# Exercise
Return, unchanged, the lines of the material below starting at the line containing "Place a point on every instance of the vertical" and ending at the line containing "x=587 y=288", with both of those lines included.

# Task input
■ ■ ■ ■

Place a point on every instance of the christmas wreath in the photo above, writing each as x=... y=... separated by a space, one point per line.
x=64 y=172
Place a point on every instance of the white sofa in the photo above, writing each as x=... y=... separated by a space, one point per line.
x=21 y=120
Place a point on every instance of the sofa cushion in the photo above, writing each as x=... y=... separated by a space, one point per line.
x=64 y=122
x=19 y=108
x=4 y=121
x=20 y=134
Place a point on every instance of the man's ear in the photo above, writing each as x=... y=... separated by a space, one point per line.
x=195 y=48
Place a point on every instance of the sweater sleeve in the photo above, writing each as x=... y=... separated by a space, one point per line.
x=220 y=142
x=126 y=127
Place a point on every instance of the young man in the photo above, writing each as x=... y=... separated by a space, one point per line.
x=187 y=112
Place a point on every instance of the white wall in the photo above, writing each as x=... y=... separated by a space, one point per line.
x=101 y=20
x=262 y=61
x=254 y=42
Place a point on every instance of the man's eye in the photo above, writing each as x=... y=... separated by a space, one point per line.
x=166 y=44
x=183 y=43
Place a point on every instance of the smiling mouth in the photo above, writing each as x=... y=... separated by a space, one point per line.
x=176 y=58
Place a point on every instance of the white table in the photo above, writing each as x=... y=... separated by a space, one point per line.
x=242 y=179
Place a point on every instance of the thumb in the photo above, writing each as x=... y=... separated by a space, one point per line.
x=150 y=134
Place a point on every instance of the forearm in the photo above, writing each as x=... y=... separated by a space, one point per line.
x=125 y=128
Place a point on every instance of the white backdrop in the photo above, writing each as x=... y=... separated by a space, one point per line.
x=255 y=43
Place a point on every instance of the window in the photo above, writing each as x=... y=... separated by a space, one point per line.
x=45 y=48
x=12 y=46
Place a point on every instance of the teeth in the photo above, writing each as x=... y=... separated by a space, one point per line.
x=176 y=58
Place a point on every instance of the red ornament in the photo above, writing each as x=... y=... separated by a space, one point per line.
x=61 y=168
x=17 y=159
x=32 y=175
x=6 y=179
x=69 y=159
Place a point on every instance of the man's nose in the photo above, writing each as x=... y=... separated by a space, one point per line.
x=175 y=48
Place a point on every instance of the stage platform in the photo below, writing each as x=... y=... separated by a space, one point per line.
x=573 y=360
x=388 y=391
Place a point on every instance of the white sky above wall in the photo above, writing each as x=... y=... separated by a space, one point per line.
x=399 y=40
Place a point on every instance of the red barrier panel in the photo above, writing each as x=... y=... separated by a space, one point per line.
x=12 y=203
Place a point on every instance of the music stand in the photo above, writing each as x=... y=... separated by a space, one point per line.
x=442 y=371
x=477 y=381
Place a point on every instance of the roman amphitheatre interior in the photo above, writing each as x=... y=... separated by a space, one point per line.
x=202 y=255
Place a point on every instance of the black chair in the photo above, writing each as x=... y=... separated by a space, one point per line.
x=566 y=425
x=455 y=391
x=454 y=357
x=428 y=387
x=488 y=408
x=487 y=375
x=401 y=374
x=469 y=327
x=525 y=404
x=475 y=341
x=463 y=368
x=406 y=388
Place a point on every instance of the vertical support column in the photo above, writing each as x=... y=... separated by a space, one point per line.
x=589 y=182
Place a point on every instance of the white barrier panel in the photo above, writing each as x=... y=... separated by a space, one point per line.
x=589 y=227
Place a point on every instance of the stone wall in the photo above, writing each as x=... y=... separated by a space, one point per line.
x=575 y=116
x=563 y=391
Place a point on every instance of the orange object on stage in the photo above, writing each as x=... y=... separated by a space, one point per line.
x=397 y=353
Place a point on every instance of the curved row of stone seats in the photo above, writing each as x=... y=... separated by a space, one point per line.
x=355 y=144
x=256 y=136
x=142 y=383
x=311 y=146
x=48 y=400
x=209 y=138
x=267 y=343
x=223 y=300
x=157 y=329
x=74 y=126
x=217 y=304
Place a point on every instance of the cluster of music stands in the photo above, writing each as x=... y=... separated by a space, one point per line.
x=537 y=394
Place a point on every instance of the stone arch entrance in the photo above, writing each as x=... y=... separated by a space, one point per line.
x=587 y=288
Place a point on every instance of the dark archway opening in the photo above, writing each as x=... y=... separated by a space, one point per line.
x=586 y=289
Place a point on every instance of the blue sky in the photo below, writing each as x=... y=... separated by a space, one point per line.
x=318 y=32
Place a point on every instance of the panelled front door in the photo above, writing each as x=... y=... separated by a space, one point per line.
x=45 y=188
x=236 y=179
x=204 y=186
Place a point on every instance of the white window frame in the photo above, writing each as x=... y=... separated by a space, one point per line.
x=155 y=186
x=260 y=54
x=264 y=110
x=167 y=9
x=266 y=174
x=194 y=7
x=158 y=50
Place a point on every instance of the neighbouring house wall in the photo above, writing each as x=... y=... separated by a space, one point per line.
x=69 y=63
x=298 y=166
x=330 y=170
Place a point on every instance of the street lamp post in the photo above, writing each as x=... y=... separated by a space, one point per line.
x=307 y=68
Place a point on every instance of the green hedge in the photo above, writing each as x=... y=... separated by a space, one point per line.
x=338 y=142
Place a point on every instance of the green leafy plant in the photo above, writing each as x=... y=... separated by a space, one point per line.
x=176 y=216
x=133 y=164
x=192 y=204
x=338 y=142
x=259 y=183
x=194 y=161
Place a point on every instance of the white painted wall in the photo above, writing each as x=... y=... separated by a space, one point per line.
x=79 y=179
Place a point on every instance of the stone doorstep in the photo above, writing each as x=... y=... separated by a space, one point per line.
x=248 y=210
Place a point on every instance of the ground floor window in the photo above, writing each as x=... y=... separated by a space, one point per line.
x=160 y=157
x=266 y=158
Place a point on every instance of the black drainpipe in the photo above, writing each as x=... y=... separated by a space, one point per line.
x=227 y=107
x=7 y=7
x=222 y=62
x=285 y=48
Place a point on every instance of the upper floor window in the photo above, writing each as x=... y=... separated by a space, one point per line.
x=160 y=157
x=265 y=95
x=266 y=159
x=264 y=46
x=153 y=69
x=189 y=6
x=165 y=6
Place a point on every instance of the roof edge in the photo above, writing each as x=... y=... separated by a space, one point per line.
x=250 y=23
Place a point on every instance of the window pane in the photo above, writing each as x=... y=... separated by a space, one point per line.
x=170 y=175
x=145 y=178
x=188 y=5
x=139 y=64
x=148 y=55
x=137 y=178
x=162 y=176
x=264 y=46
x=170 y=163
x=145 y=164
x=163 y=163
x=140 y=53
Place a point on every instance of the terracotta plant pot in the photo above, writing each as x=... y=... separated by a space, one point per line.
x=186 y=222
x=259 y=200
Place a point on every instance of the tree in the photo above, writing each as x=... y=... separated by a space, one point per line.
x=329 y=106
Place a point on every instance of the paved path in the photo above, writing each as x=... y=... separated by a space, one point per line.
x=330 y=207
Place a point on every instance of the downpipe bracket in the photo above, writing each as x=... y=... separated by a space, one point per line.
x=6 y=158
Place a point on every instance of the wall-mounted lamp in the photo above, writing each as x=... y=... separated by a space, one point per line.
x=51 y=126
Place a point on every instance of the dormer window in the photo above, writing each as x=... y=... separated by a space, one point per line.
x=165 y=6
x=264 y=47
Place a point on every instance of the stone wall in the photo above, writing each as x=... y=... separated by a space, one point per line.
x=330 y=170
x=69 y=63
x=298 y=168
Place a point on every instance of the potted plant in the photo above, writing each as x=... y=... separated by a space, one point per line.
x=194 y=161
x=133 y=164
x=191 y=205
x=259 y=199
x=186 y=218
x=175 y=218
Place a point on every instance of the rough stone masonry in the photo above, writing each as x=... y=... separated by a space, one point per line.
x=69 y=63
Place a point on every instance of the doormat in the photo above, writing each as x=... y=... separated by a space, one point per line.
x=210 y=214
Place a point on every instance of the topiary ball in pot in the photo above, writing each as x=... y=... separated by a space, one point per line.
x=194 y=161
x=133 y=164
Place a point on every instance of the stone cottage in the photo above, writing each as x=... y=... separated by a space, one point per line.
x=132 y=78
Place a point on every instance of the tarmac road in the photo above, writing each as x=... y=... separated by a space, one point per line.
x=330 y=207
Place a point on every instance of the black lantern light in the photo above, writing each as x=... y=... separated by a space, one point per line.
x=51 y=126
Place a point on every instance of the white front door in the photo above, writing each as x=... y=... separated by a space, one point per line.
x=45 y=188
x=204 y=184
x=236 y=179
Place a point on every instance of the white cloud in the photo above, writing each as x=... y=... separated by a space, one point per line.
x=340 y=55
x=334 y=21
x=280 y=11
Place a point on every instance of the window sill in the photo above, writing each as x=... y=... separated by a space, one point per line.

■ ■ ■ ■

# Finished answer
Place a point on every instance of the vertical support column in the photo above, writing each as x=... y=... separated by a space, one point per line.
x=589 y=182
Place a point on every instance of the white barrier panel in the photo above, writing each as x=... y=... separated by a space, one point per line.
x=589 y=227
Place a point on every instance of the stone wall in the photo above, writing each as x=... y=... separated by a space, one point per line.
x=575 y=116
x=563 y=391
Place a point on every instance of the orange object on stage in the photo above, writing each as x=... y=... separated by a space, one point per line.
x=397 y=353
Place a point on every instance of the curved row of stone seats in the photo above, writing each as x=... y=... separated by a space, one point per line.
x=355 y=144
x=256 y=136
x=142 y=383
x=311 y=146
x=48 y=400
x=209 y=138
x=267 y=343
x=223 y=300
x=157 y=329
x=74 y=126
x=217 y=304
Place a point on every instance of the cluster of music stands in the photo above, writing each as x=... y=... separated by a space, one point per line.
x=537 y=394
Place a point on every instance of the stone arch entrance in the photo above, writing each as x=... y=... separated by a space, one point per line.
x=587 y=288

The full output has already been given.